• [What to do]: Report how many lines of the data below contain the string "shirt", treating uppercase and lowercase letters as different. Give only the number.

• [Records for the task]:
---+---

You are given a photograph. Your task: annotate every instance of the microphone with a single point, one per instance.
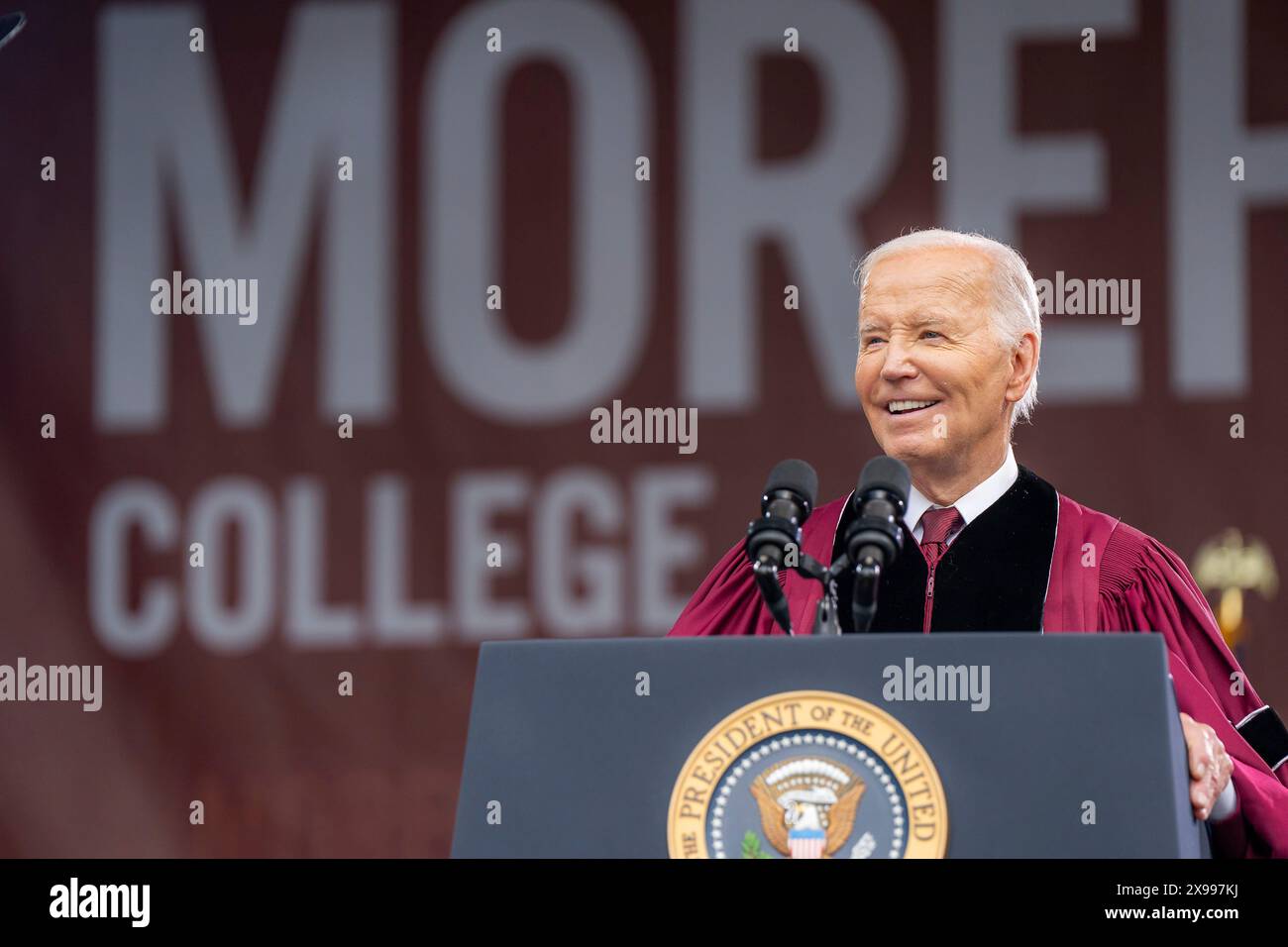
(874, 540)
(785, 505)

---+---

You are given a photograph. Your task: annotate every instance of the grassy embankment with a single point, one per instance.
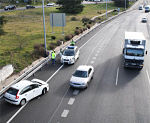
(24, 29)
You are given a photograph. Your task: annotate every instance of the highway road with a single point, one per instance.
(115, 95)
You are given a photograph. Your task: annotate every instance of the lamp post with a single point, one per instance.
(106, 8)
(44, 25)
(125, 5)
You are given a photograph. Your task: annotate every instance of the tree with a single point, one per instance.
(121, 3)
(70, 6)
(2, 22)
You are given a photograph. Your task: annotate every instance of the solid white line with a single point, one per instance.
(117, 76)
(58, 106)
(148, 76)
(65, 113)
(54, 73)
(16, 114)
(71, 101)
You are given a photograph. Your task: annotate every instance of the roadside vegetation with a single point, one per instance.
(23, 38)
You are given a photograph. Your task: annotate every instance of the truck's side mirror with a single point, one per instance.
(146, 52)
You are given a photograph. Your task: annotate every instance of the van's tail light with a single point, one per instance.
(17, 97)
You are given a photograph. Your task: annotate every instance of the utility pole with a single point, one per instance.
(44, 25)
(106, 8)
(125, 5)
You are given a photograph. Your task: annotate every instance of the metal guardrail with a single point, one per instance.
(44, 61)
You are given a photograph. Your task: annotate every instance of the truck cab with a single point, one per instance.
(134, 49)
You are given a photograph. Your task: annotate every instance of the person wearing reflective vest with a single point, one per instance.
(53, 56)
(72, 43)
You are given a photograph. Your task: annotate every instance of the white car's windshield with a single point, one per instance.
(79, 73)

---+---

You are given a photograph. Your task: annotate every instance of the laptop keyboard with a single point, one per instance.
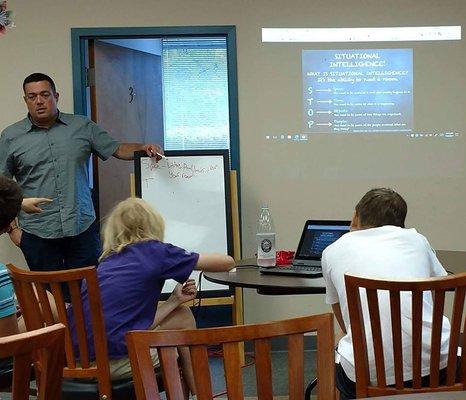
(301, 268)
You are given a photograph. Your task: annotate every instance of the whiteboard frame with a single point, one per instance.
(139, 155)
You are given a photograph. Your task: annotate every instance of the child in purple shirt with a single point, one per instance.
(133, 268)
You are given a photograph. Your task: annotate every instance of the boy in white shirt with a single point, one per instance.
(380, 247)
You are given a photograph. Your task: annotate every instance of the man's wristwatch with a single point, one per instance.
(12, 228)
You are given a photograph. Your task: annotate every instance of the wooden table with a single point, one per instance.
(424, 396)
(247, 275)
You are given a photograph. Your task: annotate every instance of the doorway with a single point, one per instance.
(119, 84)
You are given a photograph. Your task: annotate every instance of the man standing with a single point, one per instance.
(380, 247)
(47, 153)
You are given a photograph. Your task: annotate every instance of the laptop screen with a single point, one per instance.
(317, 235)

---+---

• [Result]: 2